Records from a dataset
□ □ □ □ □ □ □

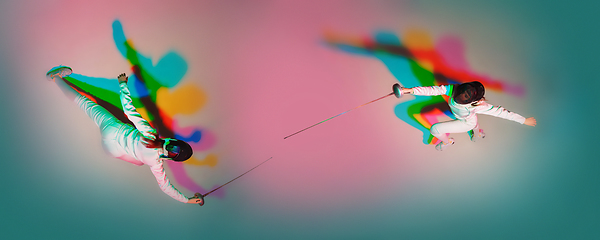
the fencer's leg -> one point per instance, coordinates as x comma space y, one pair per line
69, 92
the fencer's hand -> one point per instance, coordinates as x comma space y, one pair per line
194, 200
122, 78
530, 122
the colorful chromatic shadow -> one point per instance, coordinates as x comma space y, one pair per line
159, 96
417, 61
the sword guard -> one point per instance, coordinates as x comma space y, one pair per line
199, 195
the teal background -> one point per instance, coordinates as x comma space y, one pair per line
521, 183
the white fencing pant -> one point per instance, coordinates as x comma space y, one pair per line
442, 129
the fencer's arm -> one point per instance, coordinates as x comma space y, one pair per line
140, 123
428, 91
407, 91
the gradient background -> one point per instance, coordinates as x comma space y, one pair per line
267, 73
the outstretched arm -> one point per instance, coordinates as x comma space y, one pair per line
140, 123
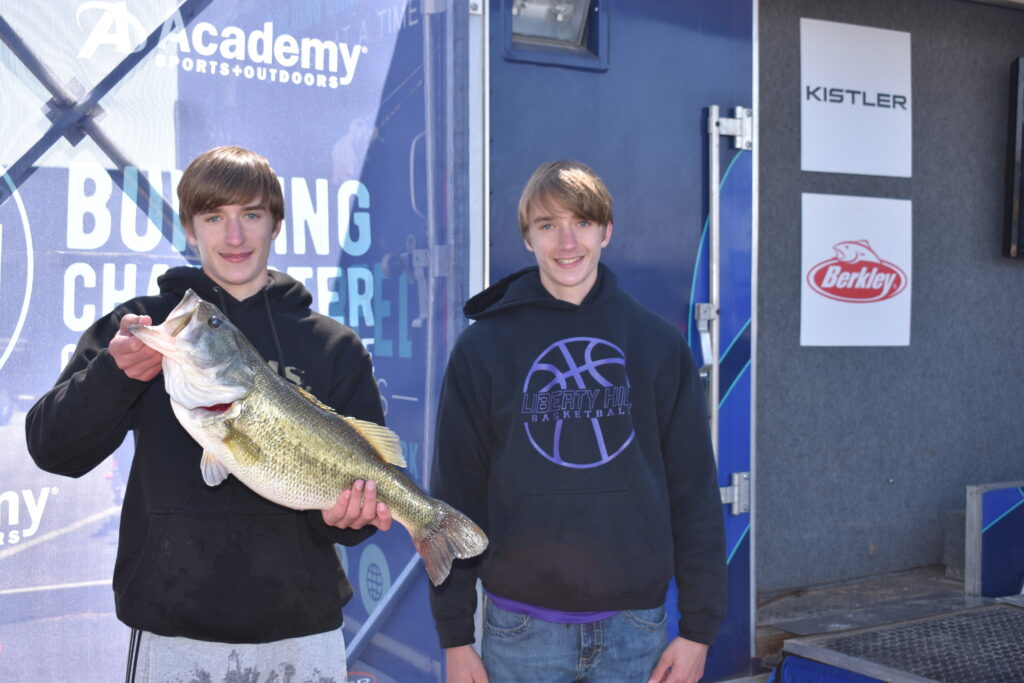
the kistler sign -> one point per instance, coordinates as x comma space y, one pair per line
855, 104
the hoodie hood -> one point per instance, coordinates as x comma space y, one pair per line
523, 288
281, 290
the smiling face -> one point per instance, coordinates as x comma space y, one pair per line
567, 249
233, 244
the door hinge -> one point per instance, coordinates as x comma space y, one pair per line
738, 494
739, 128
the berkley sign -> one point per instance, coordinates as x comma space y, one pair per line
856, 274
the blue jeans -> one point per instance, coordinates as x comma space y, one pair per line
621, 649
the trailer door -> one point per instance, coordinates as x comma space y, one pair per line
634, 101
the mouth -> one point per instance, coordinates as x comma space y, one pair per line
237, 258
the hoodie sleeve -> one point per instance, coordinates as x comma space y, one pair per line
696, 508
459, 476
84, 418
353, 394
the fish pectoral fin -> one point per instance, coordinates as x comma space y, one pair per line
213, 471
385, 441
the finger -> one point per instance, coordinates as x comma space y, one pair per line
353, 511
383, 517
659, 672
369, 509
334, 514
126, 323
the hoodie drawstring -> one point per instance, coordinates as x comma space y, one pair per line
273, 333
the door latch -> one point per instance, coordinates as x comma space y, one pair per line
737, 494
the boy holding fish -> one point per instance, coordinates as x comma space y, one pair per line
572, 428
212, 579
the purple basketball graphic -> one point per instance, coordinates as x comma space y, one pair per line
576, 402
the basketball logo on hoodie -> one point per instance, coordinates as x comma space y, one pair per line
576, 402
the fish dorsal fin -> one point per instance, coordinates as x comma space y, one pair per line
311, 398
213, 471
384, 440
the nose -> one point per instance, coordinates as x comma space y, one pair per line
566, 237
233, 232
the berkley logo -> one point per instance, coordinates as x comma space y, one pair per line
856, 274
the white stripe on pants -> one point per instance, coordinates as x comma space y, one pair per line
154, 658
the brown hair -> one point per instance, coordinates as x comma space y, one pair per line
569, 184
228, 175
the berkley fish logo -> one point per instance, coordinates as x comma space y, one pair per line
856, 274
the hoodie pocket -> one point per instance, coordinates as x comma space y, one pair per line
231, 578
578, 549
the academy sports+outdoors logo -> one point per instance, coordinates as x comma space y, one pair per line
576, 402
856, 274
260, 54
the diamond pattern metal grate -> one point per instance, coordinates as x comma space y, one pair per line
978, 646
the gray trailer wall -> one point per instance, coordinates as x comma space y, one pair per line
861, 452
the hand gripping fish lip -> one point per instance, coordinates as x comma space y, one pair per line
282, 442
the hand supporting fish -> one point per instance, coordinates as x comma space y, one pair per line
282, 442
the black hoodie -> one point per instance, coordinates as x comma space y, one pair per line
210, 563
577, 436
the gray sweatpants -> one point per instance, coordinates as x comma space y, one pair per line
316, 658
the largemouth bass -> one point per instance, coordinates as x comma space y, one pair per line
282, 442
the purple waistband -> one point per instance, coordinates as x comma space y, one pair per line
545, 614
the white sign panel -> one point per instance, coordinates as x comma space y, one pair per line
855, 99
855, 260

□ □ □ □ □ □ □

In the copy, every entry must appear exactly as written, and no picture may appear.

the fencer's leg -> one point per instance, coordinates as x comma space y, one pair per line
69, 92
the fencer's hand -> one point per instance, coordinates as x comma space y, one pair per line
194, 200
122, 78
530, 122
the colorful chromatic shadow -> one point per instance, coordinates as x comma space y, one pair per line
159, 96
417, 61
the sword guard -> one point per instance, coordinates as x comma space y, one pair per line
199, 195
the teal background -> one point per instance, coordinates as x comma space y, one pair per line
521, 183
the white fencing pant -> one point per instance, coordinates as x comma space y, one pair per line
442, 129
the fencer's arm -> one point per instance, coordinates as x comma space y, one pair per line
140, 123
428, 91
407, 91
the gradient background -> one point per instance, coordinates as x comma space y, one pair per line
267, 73
the outstretched arm -> one point per instance, coordinates as x comma space y, one pair per line
140, 123
the kistler sign -> one point per instance, coordinates as x comma space y, one pair per line
855, 104
the hoodie hood -> one point per instance, coordinates as x comma space y, one pair per line
523, 288
281, 290
the smiling face -> one point per instance, coordinates as x comma space y, one pair per line
567, 249
233, 244
the door hinge -> one point per instance, coordinates as x comma space y, one pair per line
738, 494
739, 128
the berkley sign -> one point per instance, coordinates as x comma space y, one pair per line
856, 274
the blue jeans -> one point per instance, coordinates as x comma space y, one pair per line
621, 649
the trailer door -> one point per instance, coordinates as x comma space y, one pair per line
634, 101
the mouth -> one point per instance, coordinates as x comma space y, one pair per line
237, 258
the hoodie sleeve -> one point per instance, coordinates as x comma space y, one pair per line
696, 508
459, 476
84, 418
353, 394
the fish pectoral fin -> one point per instance, coordinates as x comma space y, one pair per line
213, 471
385, 441
the finger -> one point per instance, coordinates as x comma space y, one pair per line
353, 511
383, 517
659, 672
369, 509
334, 514
126, 323
the hoodie drawstring -> one point per instance, coordinates as x comma space y, one pair per line
273, 333
the door latch -> one point per instance, coordinates as x comma space y, one pair per line
737, 494
the boy holding fish -> one point per instance, coordinates as x comma space y, one pair per line
572, 428
212, 579
the purple basketball graphic -> one point per instance, coordinates as x comma space y, one pair per line
576, 402
the basketball logo on hoodie -> one point per instance, coordinates as x comma space y, one pair per line
576, 402
the fish dorsal fin -> one point per instance, coordinates as x comma space y, one pair per line
311, 398
213, 471
384, 440
the nose -> one point per instance, coordinates as x comma space y, one pair per line
566, 237
233, 232
the berkley logo -> one point per instance, coordinates as x comma space y, one pair per line
856, 274
the white stripe on pants -> one point per instance, coordinates as x comma space y, one pair per line
154, 658
the brown hair -> one point per instance, coordinates as x comma space y, one pair per line
569, 184
228, 175
the berkley fish logo -> one point per instance, coordinates as x comma space y, one pair per line
856, 274
the hoodie pocket -> one point per instance, coordinates as x comma space y, one pair per line
231, 578
578, 549
the academy sports+outdoors logo -> one point per instance, coordinates as x comma space y, one pair per line
576, 402
856, 274
260, 54
the diamond pattern metal grate -> one point per instance, coordinates as x comma space y, one pair per line
978, 646
the gray trailer wall -> one point per instance, coordinates as x comma space y, one pair per line
861, 452
the hand gripping fish lip -> one point per instance, coordinates as x comma space y, one pair per line
282, 442
the hand supporting fish -> one point per instance, coordinates as x comma space y, one pair per line
282, 442
the black hoodie -> one point per instance, coordinates as x comma space y, one pair per line
210, 563
577, 436
the gray sweatpants -> one point per instance, coordinates as x comma space y, one pair per line
316, 658
the largemouth bass -> one point per instance, coordinates as x comma space y, one pair per line
282, 442
the purple waistband -> one point per instance, coordinates as x comma space y, one pair per line
545, 614
the white sign panel -> one point per instance, coordinates as x comma space y, one pair per line
855, 99
855, 260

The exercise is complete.